BLOCO DE TEXTO:
※

RG: É possível dizer que a figura do ministro Gilmar Mendes está no centro do processo de erosão da credibilidade do STF e possivelmente do Judiciário como um todo.

O trânsito notório do ministro no alto escalão do PSDB e PMDB, somada a um combate agressivo e expresso ao PT (da qual é exemplar seu voto a favor da doação de empresas em campanhas eleitorais), transmite a ideia de que suas decisões são comandadas por essas afinidades e desafetos ao invés de serem motivadas por regras gerais e aplicáveis universalmente.

São situações que colocam o Ministro na situação de alguém potencialmente interessado no resultado dos casos que está julgando e, por esse motivo, ressoa uma percepção ampla de comprometimento de sua imparcialidade.

CC: Mendes afirmou no julgamento sobre a chapa Dilma-Temer que “a instabilidade política do país influencia a decisão do TSE”. Como você avalia esse tipo de posição?
RG: A princípio a frase poderia ser a expressão de uma concepção jurídica controversa, porém legítima, de que as decisões judiciais precisam ser bem pautadas pelas consequências políticas, econômicas ou sociais.

De certa maneira é algo especialmente presente na mentalidade de diversos ministros do Supremo que historicamente tem esse compromisso com a estabilidade política em detrimento da aplicação do Direito. Há diversas decisões do Supremo em que irregularidades e ilegalidades são aceitas ou toleradas em prol de alguma ideia de estabilidade.

Contudo, se fosse esse o caso, seria importante que esta consideração estivessem presentes nas considerações do ministro ao longo de todo o processo da cassação da chapa Dilma-Temer.

Porém, conforme narrativa presente no voto do Ministro Herman Benjamin no caso, o que se viu foi um comprometimento de Mendes com o discurso de aplicação estrita da legislação durante o governo Dilma, mas comprometido a estabilidade política durante o governo Temer. Sendo este o caso, a frase indica adaptação dos discursos à conveniência do momento.

CC: Os dois pedidos de impeachment e as oito arguições de impedimento são um fator para a deterioração da imagem do ministro?

RG: Não acredito que os pedidos de impedimento sejam relevantes para deterioração da imagem pública de qualquer ministro do Supremo porque é razoavelmente fácil apresentar essas petições.

A perda de confiança da população em um ministro ou que qualquer juiz decorre de uma percepção de parcialidade e voluntarismo. Ao acreditar que um magistrado age como um político togado, não há porque confiar que a lei será aplicada com as virtudes esperadas de um juiz.

※

TAREFAS A FAZER:
- 1) Na entrevista sobre o ministro Gilmar Mendes, por que RG acha que os pedidos de impedimento não pesam na imagem pública de um ministro do Supremo?
- 2) Transforme em uma lista curta o parágrafo da entrevista sobre Gilmar Mendes que começa com "O trânsito notório do ministro", mantendo os fatos principais.
- 3) Prossiga com a entrevista sobre Gilmar Mendes a partir da última frase dela.

※

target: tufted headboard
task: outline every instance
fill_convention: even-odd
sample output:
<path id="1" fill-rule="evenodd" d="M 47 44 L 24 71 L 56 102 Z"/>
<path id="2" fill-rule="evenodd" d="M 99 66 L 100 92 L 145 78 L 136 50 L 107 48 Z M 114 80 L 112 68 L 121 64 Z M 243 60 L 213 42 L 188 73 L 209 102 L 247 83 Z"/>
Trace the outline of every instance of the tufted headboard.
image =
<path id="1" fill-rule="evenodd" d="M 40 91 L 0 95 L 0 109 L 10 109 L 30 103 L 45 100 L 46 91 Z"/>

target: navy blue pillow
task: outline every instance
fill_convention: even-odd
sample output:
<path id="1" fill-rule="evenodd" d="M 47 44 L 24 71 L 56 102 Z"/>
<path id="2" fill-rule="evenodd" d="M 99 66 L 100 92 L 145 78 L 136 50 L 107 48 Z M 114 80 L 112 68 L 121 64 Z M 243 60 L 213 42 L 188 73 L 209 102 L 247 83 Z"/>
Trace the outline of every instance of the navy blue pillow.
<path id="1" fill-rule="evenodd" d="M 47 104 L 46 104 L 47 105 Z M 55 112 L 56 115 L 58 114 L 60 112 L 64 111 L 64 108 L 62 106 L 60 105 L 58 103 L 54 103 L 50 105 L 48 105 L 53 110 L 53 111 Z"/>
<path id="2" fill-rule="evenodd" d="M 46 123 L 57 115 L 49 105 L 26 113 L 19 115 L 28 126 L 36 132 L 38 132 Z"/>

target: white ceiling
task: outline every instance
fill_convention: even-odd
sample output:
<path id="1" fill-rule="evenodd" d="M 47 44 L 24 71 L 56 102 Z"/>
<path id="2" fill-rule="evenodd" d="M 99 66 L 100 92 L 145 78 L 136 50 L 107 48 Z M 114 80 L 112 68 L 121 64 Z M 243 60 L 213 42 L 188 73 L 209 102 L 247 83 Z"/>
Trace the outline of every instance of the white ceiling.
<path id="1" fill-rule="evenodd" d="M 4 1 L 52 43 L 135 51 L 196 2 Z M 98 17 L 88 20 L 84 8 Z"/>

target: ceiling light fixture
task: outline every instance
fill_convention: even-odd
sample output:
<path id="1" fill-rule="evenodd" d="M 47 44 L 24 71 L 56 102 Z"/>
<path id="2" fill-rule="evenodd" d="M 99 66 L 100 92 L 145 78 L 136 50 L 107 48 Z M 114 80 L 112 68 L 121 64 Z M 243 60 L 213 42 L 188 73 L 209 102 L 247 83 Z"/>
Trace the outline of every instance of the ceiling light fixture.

※

RESPOSTAS:
- 1) Porque é razoavelmente fácil apresentar essas petições.

- 2)
- O ministro circula abertamente no alto escalão do PSDB e do PMDB.
- Ele combate o PT de forma agressiva e declarada. Um exemplo é seu voto a favor da doação de empresas em campanhas eleitorais.
- Isso passa a ideia de que suas decisões seguem essas afinidades e desafetos, e não regras gerais aplicáveis a todos.

- 3)
Essa perda de confiança decorre muito mais do acúmulo lento, gradual e constante de exposição do ministro a situações de acentuadas contradições.

CC: Carmem Lúcia avalia agora o pedido de suspeição, e dados informam que o STF não tem histórico de julgar as arguições de suspeição e impedimento protocoladas no Tribunal. Caso a ministra leve a julgamento, a opinião pública aprofundará sua desconfiança em relação à Corte?

RG: A lei estabeleceu um sistema pelo qual a imparcialidade dos ministros deve ser controlada por seus pares. É o conjunto de ministros do Supremo que deve dizer se há um excesso por parte desses ou daquele ministro que não se considera impedido.

O que os dados revelam é que esse mecanismo não atua adequadamente. Os ministros não controlam uns aos outros, garantindo sua liberdade para agir com suspeita de imparcialidade caso queiram.

Esse é um cenário que contribui duplamente para o desgaste da imagem do Tribunal. Em primeiro lugar em razão de cada notícia que individualmente expõem os ministros, gerando o acúmulo de episódios em que ministros votam e decidem casos nos quais paira a suspeita de parcialidade. Esse desgaste é reforçado pela percepção de que isso ocorre impunemente como se os ministros pudessem violar livremente a lei processual sem medo ou controle.

Se o Supremo controlar a atuação do Ministro Gilmar Mendes será inédito como inusitado. Contudo, seria uma forma importante do Tribunal tentar remediar o quadro atual, que já é de amplo desgaste.